===== Records for the exercise =====
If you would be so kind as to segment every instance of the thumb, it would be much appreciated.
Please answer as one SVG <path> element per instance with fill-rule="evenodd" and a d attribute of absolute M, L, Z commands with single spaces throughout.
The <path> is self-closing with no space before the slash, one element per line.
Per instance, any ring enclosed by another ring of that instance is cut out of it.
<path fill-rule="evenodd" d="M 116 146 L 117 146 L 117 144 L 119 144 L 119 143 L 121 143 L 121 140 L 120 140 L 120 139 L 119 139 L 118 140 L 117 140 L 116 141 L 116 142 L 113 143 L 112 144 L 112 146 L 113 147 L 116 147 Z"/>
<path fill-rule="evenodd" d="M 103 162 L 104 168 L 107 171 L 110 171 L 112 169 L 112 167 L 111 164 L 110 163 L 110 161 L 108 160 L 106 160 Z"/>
=====
**To be done**
Reproduce each record shown above without altering a single word.

**Solution to this problem**
If you would be so kind as to segment every instance of the thumb, it would be much appreciated.
Please answer as one SVG <path> element per instance with fill-rule="evenodd" and a d attribute of absolute M, L, Z commands with single spaces throughout.
The <path> is self-closing with no space before the slash, one element per line.
Per instance, any ring enclosed by another ring of that instance is cut out of it.
<path fill-rule="evenodd" d="M 116 146 L 117 146 L 117 144 L 119 144 L 119 143 L 121 143 L 121 140 L 120 140 L 120 139 L 119 139 L 118 140 L 117 140 L 116 141 L 116 142 L 113 143 L 112 144 L 112 146 L 113 147 L 116 147 Z"/>
<path fill-rule="evenodd" d="M 103 162 L 104 168 L 107 171 L 110 171 L 112 169 L 112 167 L 111 164 L 110 163 L 110 161 L 108 160 L 106 160 Z"/>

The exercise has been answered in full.